#### [PROBLEM DESCRIPTION]
Collect every line in the records below that contains the string "desk", matching case exactly, and copy each one in full.

(Data listing)
^^^^

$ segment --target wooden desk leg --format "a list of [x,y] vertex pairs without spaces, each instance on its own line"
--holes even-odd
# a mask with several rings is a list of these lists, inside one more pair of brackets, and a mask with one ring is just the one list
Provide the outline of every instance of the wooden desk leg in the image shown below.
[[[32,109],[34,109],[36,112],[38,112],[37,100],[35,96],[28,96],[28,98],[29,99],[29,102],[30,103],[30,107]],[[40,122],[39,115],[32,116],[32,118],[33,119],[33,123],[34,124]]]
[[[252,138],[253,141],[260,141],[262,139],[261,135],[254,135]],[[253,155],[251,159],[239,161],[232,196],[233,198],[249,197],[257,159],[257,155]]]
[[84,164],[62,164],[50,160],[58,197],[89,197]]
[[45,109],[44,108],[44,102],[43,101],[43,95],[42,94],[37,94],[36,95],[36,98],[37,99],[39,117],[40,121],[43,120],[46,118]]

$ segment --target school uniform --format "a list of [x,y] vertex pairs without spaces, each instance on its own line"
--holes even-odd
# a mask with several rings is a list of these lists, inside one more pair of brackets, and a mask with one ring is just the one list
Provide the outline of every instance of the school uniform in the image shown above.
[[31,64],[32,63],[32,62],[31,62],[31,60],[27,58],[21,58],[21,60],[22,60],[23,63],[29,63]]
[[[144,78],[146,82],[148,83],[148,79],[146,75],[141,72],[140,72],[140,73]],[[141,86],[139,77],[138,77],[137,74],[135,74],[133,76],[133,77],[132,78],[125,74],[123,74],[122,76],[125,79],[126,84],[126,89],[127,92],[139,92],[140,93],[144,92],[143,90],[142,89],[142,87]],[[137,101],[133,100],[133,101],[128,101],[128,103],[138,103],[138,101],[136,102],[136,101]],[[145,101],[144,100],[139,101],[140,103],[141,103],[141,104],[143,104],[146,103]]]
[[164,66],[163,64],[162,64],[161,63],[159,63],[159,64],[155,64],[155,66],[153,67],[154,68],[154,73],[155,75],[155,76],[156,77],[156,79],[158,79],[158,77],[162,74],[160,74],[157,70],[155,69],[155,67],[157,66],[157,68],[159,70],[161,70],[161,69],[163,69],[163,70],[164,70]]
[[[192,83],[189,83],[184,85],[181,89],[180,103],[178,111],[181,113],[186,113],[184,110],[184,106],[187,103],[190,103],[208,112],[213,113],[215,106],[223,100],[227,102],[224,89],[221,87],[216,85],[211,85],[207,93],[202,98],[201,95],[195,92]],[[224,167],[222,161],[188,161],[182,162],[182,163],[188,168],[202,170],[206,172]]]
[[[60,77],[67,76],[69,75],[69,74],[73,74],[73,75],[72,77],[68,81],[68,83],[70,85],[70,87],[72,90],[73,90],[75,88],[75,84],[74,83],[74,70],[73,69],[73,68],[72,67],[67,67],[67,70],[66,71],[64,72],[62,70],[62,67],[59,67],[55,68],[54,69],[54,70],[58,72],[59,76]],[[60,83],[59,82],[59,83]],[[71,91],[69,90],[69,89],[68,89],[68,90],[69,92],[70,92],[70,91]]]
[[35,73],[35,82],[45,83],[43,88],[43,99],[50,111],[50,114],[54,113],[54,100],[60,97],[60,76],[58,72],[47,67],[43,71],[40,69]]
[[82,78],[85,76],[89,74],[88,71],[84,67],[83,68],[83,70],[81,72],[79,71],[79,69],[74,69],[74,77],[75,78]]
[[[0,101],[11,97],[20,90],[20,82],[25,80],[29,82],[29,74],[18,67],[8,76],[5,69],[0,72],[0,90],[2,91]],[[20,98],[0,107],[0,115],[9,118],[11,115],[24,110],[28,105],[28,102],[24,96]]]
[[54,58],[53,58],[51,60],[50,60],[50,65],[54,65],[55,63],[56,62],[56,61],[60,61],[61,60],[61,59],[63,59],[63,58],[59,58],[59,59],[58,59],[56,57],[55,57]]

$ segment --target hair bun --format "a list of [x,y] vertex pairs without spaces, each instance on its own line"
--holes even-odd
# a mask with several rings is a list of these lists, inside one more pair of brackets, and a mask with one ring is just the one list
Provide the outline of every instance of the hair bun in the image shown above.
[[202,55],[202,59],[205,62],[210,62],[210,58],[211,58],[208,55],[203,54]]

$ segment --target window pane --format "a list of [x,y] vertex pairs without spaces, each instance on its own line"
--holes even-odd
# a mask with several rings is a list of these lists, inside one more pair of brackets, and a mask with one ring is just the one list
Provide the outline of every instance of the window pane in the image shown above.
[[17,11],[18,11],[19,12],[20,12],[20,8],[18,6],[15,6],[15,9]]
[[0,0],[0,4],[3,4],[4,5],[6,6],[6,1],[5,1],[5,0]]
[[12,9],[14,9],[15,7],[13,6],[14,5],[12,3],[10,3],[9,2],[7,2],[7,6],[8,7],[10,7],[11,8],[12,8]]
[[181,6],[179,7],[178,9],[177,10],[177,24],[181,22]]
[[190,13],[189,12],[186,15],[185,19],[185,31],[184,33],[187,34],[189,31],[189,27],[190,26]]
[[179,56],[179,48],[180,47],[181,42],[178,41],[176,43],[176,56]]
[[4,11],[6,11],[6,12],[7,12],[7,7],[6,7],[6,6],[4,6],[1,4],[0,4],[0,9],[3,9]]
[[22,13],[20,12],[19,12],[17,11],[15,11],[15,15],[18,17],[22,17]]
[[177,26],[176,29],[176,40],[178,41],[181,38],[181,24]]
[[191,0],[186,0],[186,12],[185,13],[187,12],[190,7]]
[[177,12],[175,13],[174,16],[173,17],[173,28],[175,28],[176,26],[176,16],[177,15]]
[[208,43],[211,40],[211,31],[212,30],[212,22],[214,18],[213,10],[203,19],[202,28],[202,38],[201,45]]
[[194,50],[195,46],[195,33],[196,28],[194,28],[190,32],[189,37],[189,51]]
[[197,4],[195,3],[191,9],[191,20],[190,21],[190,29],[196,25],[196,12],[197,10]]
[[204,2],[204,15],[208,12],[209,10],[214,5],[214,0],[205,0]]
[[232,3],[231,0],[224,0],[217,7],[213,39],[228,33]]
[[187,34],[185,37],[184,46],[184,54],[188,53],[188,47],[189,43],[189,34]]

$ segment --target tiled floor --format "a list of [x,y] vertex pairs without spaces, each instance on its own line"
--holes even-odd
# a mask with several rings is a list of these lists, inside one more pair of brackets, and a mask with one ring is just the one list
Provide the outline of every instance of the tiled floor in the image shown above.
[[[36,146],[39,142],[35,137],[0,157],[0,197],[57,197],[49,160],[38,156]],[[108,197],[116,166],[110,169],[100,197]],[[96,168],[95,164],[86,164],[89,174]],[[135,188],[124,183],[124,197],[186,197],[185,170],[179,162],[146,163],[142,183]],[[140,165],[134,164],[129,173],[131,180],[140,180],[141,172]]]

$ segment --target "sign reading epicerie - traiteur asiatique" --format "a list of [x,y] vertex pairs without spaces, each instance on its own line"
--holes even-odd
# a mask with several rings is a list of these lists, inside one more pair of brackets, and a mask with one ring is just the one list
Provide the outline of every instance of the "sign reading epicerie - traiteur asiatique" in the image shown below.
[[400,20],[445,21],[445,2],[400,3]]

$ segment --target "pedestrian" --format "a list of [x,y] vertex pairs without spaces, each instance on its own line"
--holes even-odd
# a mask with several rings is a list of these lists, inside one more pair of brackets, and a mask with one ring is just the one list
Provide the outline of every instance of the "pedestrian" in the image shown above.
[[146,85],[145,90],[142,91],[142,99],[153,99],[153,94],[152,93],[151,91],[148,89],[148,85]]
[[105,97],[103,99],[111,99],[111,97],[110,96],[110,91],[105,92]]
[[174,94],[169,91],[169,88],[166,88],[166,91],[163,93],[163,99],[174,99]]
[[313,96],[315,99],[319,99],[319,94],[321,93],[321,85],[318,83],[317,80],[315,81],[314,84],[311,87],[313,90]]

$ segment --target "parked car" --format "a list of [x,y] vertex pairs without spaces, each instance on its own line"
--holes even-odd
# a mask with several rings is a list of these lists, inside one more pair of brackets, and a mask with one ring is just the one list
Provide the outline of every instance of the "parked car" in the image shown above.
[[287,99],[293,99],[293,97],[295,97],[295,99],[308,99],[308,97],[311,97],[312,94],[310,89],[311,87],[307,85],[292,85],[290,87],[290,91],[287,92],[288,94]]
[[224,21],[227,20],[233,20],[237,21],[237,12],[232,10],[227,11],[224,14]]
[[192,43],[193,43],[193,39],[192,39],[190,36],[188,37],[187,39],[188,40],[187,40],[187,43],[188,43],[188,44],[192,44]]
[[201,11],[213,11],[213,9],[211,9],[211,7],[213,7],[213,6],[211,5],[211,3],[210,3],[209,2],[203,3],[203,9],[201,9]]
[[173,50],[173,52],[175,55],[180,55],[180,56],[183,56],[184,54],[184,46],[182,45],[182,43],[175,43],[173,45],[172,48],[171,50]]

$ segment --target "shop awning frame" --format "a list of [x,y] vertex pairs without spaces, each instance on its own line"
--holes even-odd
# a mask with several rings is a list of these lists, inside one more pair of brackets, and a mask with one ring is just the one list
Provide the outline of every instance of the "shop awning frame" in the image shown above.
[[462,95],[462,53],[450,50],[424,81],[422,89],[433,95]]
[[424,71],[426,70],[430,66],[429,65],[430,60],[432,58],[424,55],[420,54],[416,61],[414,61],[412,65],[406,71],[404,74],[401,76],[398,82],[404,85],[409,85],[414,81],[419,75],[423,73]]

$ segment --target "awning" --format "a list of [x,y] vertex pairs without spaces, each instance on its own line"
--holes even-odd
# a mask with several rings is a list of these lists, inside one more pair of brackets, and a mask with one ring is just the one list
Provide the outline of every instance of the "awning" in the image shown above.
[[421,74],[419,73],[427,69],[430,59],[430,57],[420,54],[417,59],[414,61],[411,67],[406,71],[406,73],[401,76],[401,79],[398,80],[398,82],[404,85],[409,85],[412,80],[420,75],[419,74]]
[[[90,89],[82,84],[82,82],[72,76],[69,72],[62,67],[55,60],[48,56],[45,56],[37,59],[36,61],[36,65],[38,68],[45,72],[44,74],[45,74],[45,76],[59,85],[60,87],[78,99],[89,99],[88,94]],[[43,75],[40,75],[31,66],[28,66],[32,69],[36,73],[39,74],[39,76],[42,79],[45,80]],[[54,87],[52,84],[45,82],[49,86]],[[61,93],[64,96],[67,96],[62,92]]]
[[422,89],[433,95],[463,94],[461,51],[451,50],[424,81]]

^^^^

#### [TASK RESPONSE]
$ segment --target wooden desk leg --format "a list of [x,y] vertex pairs without spaces, each instance on its own line"
Provide the outline of every instance of the wooden desk leg in the image shown below.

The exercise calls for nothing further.